Deze bijlage geeft een overzicht van de financiële gegevens uit de jaarrekeningen van onderwijsinstellingen zowel landelijk als per onderwijssector over de periode 2017 t/m 2021. De bron van deze gegevens is de data van de Dienst Uitvoering Onderwijs (DUO) welke via eXtensible Business Reporting Language (XBRL) is aangeleverd door de onderwijsinstellingen. Voor nadere duiding van de cijfers wordt daarbij verwezen naar de Kamerbrief «Financiële Positie van het Onderwijs» van 21 november 2022 (Kamerstukken II 2022/23, 33495, nr. 123). Opgemerkt wordt dat er sprake is van afrondingsverschillen en mogelijk nieuwe of her-aanleveringen van jaarstukken van voorgaande jaren waardoor de totalen in de verschillende tabellen niet sluitend zijn.

> OPDRACHT A:
Geef uit het fragment over onderwijsfinanciën alles vanaf "Deze bijlage geeft" tot en met "niet sluitend zijn." woordelijk weer.
> OPDRACHT B:
Beantwoord graag de volgende vragen over het fragment over onderwijsfinanciën.
(i) Over welke periode geeft het overzicht de financiële gegevens?
(ii) Via welke rapportagetaal hebben de onderwijsinstellingen de gegevens aangeleverd?
(iii) Van welke datum is de Kamerbrief waarnaar voor nadere duiding wordt verwezen?
> OPDRACHT C:
Leg uit waarom de totalen in de verschillende tabellen volgens het fragment over onderwijsfinanciën niet sluitend zijn.

Gegevens voor het verankeren van verwijzende uitdrukkingen:
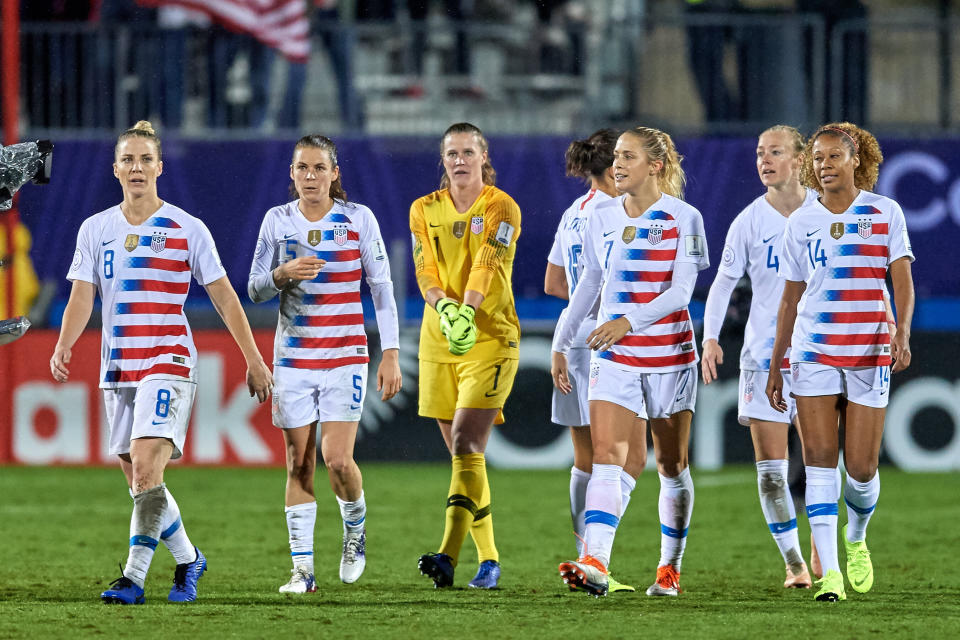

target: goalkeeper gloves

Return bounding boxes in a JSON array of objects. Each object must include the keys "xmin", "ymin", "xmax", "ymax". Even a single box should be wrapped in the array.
[
  {"xmin": 447, "ymin": 304, "xmax": 477, "ymax": 356},
  {"xmin": 435, "ymin": 298, "xmax": 460, "ymax": 339}
]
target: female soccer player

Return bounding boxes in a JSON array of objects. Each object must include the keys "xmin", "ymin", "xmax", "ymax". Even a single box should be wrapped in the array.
[
  {"xmin": 766, "ymin": 122, "xmax": 914, "ymax": 602},
  {"xmin": 700, "ymin": 125, "xmax": 817, "ymax": 589},
  {"xmin": 247, "ymin": 135, "xmax": 402, "ymax": 593},
  {"xmin": 410, "ymin": 122, "xmax": 520, "ymax": 589},
  {"xmin": 543, "ymin": 129, "xmax": 647, "ymax": 591},
  {"xmin": 50, "ymin": 120, "xmax": 273, "ymax": 604},
  {"xmin": 552, "ymin": 127, "xmax": 708, "ymax": 596}
]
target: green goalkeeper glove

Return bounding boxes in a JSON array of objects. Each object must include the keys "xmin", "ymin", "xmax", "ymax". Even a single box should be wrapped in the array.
[
  {"xmin": 435, "ymin": 298, "xmax": 460, "ymax": 340},
  {"xmin": 447, "ymin": 304, "xmax": 477, "ymax": 356}
]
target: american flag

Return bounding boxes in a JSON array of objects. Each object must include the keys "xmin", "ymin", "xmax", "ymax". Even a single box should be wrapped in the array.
[{"xmin": 137, "ymin": 0, "xmax": 310, "ymax": 62}]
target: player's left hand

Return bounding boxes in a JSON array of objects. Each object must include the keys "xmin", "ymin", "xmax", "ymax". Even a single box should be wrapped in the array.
[
  {"xmin": 247, "ymin": 358, "xmax": 273, "ymax": 402},
  {"xmin": 890, "ymin": 331, "xmax": 911, "ymax": 373},
  {"xmin": 766, "ymin": 367, "xmax": 787, "ymax": 413},
  {"xmin": 550, "ymin": 351, "xmax": 573, "ymax": 395},
  {"xmin": 377, "ymin": 349, "xmax": 403, "ymax": 400},
  {"xmin": 587, "ymin": 316, "xmax": 630, "ymax": 351},
  {"xmin": 447, "ymin": 304, "xmax": 477, "ymax": 356}
]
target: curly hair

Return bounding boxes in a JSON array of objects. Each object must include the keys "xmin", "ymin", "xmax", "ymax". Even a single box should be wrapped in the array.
[
  {"xmin": 564, "ymin": 129, "xmax": 620, "ymax": 183},
  {"xmin": 623, "ymin": 127, "xmax": 687, "ymax": 195},
  {"xmin": 800, "ymin": 122, "xmax": 883, "ymax": 193}
]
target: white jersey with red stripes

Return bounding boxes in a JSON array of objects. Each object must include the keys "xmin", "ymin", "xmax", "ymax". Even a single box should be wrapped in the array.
[
  {"xmin": 547, "ymin": 189, "xmax": 611, "ymax": 348},
  {"xmin": 250, "ymin": 200, "xmax": 391, "ymax": 369},
  {"xmin": 717, "ymin": 189, "xmax": 817, "ymax": 371},
  {"xmin": 67, "ymin": 203, "xmax": 227, "ymax": 389},
  {"xmin": 780, "ymin": 191, "xmax": 913, "ymax": 367},
  {"xmin": 583, "ymin": 194, "xmax": 709, "ymax": 373}
]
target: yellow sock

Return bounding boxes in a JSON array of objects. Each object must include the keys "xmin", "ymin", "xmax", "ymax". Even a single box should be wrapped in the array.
[
  {"xmin": 439, "ymin": 453, "xmax": 486, "ymax": 566},
  {"xmin": 470, "ymin": 453, "xmax": 500, "ymax": 563}
]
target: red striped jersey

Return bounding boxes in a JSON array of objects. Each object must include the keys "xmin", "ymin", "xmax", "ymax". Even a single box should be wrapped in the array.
[
  {"xmin": 583, "ymin": 194, "xmax": 709, "ymax": 373},
  {"xmin": 780, "ymin": 191, "xmax": 913, "ymax": 367},
  {"xmin": 547, "ymin": 189, "xmax": 610, "ymax": 348},
  {"xmin": 250, "ymin": 200, "xmax": 399, "ymax": 369},
  {"xmin": 717, "ymin": 189, "xmax": 817, "ymax": 371},
  {"xmin": 67, "ymin": 203, "xmax": 227, "ymax": 389}
]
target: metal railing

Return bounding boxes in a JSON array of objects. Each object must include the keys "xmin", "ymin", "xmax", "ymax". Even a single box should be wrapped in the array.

> ANTWOORD A:
Deze bijlage geeft een overzicht van de financiële gegevens uit de jaarrekeningen van onderwijsinstellingen zowel landelijk als per onderwijssector over de periode 2017 t/m 2021. De bron van deze gegevens is de data van de Dienst Uitvoering Onderwijs (DUO) welke via eXtensible Business Reporting Language (XBRL) is aangeleverd door de onderwijsinstellingen. Voor nadere duiding van de cijfers wordt daarbij verwezen naar de Kamerbrief «Financiële Positie van het Onderwijs» van 21 november 2022 (Kamerstukken II 2022/23, 33495, nr. 123). Opgemerkt wordt dat er sprake is van afrondingsverschillen en mogelijk nieuwe of her-aanleveringen van jaarstukken van voorgaande jaren waardoor de totalen in de verschillende tabellen niet sluitend zijn.

> ANTWOORD B:
(i) 2017 t/m 2021.
(ii) Via eXtensible Business Reporting Language (XBRL).
(iii) 21 november 2022.

> ANTWOORD C:
Er zijn afrondingsverschillen. Daarnaast zijn er mogelijk nieuwe of her-aanleveringen van jaarstukken van voorgaande jaren.